··· BLOCO DE TEXTO

Na fase de inquérito, o arguido, o assistente e o ofendido, o lesado e o responsável civil passam a ter acesso aos autos mediante requerimento dirigido ao Ministério Público, cabendo ao juiz de instrução a última palavra em caso de indeferimento, e no caso de o processo estar em segredo de justiça, uma vez decorridos os prazos máximos de inquérito estabelecidos no art.º 276.º, o arguido, o assistente e o ofendido podem consultar o processo, a menos que o juiz de instrução, a requerimento do Ministério Público, adie por um período máximo de três meses (prorrogável por uma vez) o acesso ao processo - art.º 89.º.

- Para proteger as testemunhas e, em especial, os membros de serviços e forças de segurança, permite-se que elas indiquem ao tribunal, para efeitos de notificação, o local de trabalho ou outro domicílio à sua escolha - art.º 132.º, n.º 3.

- Permite-se que a testemunha, sempre que dever prestar depoimento, se faça acompanhar de advogado (que não seja defensor do arguido no processo), que a informa dos direitos que lhe assistem sem intervir na inquirição - art.º 132.º, n.ºs 4 e 5.

······
··· LINHAS FORNECIDAS

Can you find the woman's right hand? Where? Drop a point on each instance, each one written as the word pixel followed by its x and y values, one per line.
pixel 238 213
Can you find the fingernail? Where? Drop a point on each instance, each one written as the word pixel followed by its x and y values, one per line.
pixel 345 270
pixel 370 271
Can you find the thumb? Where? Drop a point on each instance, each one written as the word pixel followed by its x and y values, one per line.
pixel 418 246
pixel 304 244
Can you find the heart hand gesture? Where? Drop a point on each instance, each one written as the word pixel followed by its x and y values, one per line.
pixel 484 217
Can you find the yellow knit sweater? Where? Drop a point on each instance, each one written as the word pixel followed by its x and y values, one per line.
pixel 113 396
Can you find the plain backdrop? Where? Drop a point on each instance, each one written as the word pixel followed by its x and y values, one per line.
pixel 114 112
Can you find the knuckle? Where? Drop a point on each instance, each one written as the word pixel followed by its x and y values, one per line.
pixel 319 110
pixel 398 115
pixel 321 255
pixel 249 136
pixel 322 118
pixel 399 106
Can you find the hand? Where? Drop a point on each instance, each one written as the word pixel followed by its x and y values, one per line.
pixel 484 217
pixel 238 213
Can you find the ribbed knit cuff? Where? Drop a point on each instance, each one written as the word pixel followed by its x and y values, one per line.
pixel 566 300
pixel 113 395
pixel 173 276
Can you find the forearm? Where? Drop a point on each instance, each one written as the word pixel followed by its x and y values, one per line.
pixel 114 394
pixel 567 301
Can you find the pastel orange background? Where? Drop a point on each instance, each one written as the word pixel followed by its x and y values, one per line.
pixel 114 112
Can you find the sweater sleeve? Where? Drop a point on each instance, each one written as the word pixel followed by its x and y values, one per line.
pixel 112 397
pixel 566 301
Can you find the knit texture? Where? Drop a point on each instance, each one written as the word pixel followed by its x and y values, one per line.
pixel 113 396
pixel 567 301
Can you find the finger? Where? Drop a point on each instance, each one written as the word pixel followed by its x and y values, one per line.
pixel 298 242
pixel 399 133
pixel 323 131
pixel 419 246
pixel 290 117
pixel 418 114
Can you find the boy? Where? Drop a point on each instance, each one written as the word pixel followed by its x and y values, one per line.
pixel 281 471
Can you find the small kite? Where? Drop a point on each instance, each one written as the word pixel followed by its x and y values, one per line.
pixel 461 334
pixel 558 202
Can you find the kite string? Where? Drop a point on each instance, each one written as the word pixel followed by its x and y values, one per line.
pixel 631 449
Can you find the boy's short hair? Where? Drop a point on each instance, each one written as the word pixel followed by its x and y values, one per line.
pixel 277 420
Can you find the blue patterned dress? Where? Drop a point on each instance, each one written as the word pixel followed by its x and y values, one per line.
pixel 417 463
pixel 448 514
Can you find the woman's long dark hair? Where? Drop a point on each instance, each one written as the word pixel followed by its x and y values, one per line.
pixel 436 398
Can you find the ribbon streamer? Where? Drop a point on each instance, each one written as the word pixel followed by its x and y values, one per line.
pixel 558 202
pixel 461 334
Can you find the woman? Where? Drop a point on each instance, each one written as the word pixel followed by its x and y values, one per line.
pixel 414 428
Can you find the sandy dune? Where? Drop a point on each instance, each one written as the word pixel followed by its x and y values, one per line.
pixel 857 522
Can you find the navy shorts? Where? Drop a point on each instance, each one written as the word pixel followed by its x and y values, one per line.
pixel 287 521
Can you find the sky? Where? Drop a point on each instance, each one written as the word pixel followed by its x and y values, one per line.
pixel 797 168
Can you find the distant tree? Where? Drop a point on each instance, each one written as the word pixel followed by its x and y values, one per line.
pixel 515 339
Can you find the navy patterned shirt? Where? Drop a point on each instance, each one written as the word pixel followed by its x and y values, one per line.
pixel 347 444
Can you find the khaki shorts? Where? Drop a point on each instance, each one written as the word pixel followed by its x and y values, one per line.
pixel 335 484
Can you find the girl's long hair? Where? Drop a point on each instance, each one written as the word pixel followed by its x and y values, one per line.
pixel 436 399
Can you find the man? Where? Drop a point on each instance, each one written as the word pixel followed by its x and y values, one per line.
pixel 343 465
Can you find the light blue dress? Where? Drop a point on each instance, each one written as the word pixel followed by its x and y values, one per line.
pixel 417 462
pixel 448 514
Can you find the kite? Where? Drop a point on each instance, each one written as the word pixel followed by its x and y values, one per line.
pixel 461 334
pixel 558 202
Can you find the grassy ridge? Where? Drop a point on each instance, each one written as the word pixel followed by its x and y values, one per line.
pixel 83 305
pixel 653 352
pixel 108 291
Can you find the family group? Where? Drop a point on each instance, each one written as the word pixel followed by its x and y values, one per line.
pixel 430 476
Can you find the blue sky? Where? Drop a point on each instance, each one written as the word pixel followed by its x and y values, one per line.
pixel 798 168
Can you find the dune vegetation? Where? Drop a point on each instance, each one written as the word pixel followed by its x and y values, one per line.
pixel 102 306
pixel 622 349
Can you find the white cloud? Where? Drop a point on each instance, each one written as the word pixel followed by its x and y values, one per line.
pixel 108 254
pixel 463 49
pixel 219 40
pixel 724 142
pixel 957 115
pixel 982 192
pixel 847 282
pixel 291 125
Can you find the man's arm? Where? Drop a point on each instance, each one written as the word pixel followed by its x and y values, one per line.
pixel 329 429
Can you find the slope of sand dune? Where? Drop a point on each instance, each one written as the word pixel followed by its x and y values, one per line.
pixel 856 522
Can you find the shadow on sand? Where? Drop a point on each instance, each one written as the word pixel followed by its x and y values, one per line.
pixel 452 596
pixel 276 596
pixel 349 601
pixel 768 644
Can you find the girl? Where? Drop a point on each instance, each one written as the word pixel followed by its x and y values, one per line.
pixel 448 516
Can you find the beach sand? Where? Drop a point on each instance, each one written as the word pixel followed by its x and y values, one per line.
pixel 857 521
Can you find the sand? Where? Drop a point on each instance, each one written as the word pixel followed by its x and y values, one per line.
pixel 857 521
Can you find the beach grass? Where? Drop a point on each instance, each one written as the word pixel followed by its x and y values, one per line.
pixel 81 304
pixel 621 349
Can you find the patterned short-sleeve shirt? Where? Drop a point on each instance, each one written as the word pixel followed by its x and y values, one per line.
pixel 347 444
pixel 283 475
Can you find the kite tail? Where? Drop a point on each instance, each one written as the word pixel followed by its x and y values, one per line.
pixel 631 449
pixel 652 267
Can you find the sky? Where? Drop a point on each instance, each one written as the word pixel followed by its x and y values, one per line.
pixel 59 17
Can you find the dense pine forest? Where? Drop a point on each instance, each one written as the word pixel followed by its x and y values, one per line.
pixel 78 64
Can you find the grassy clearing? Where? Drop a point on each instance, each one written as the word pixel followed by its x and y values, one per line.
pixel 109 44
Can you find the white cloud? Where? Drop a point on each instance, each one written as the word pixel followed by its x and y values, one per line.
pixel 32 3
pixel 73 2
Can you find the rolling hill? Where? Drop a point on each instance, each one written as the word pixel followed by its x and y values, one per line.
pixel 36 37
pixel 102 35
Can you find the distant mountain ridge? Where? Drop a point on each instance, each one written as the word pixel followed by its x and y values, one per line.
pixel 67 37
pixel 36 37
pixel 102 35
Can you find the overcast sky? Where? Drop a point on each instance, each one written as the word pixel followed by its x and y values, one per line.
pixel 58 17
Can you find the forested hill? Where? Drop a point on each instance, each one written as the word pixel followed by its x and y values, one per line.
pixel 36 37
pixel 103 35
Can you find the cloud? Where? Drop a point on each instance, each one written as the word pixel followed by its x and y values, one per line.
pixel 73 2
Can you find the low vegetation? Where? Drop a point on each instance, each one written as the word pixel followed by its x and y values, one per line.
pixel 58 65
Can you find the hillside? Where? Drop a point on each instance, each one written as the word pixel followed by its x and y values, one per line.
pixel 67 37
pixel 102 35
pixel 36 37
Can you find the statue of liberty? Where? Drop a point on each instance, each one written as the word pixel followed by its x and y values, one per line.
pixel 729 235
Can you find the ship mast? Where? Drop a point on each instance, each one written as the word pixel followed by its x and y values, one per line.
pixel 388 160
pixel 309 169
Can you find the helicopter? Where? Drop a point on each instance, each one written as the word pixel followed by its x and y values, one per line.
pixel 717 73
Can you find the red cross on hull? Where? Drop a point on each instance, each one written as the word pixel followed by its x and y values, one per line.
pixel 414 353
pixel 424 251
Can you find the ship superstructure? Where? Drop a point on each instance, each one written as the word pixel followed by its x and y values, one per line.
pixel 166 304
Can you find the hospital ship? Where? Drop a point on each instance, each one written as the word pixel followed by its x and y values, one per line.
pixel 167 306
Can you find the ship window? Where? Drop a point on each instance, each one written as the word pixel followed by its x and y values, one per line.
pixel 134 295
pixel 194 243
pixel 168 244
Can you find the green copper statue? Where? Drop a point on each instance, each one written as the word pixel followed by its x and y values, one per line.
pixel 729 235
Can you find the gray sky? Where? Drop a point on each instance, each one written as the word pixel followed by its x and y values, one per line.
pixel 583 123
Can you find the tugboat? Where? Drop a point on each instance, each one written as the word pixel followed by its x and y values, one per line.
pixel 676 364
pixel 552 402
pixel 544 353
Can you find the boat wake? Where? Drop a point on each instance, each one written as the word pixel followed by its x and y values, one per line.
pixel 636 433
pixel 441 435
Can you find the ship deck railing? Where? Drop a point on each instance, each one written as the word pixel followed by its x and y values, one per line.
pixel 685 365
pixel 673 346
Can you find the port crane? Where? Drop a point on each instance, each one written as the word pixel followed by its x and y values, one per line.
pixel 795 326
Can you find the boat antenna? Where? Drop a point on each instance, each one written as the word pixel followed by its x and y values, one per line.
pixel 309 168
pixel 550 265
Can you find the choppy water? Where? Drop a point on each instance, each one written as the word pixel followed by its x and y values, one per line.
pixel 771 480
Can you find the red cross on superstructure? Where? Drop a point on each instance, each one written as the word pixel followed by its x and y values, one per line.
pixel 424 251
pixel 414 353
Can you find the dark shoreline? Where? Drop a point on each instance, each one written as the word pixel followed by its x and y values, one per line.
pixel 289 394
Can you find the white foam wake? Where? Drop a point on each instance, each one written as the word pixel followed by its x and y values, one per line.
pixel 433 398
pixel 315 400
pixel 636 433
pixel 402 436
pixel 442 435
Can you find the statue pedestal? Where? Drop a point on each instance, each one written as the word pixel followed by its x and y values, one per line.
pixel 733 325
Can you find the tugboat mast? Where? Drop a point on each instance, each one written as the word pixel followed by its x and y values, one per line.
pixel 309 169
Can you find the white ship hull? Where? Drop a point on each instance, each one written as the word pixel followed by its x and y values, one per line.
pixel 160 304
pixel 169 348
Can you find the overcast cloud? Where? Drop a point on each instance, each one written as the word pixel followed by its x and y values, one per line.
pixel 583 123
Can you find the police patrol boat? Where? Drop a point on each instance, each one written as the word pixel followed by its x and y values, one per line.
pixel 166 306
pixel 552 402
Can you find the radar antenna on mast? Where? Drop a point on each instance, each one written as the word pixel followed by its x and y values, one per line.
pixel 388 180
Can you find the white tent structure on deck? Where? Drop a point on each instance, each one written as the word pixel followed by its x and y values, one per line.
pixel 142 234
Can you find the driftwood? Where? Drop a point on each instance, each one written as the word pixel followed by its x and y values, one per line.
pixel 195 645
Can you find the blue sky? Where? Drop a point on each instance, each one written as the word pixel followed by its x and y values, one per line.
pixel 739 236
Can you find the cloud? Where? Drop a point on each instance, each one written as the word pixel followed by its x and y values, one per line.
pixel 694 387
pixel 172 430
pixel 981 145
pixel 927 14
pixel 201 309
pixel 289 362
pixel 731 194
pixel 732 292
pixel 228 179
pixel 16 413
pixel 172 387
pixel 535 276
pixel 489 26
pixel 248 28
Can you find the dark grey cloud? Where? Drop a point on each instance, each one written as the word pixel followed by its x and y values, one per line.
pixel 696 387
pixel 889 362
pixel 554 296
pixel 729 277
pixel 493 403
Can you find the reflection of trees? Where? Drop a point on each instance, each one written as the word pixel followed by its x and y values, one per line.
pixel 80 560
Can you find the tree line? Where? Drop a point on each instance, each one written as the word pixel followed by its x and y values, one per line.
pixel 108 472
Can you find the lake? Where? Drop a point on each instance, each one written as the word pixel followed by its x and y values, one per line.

······

- EXERCÍCIO PROPOSTO
Reproduz na íntegra o texto sobre o acesso aos autos e a proteção das testemunhas.

- RESOLUÇÃO DO EXERCÍCIO
Na fase de inquérito, o arguido, o assistente e o ofendido, o lesado e o responsável civil passam a ter acesso aos autos mediante requerimento dirigido ao Ministério Público, cabendo ao juiz de instrução a última palavra em caso de indeferimento, e no caso de o processo estar em segredo de justiça, uma vez decorridos os prazos máximos de inquérito estabelecidos no art.º 276.º, o arguido, o assistente e o ofendido podem consultar o processo, a menos que o juiz de instrução, a requerimento do Ministério Público, adie por um período máximo de três meses (prorrogável por uma vez) o acesso ao processo - art.º 89.º.

- Para proteger as testemunhas e, em especial, os membros de serviços e forças de segurança, permite-se que elas indiquem ao tribunal, para efeitos de notificação, o local de trabalho ou outro domicílio à sua escolha - art.º 132.º, n.º 3.

- Permite-se que a testemunha, sempre que dever prestar depoimento, se faça acompanhar de advogado (que não seja defensor do arguido no processo), que a informa dos direitos que lhe assistem sem intervir na inquirição - art.º 132.º, n.ºs 4 e 5.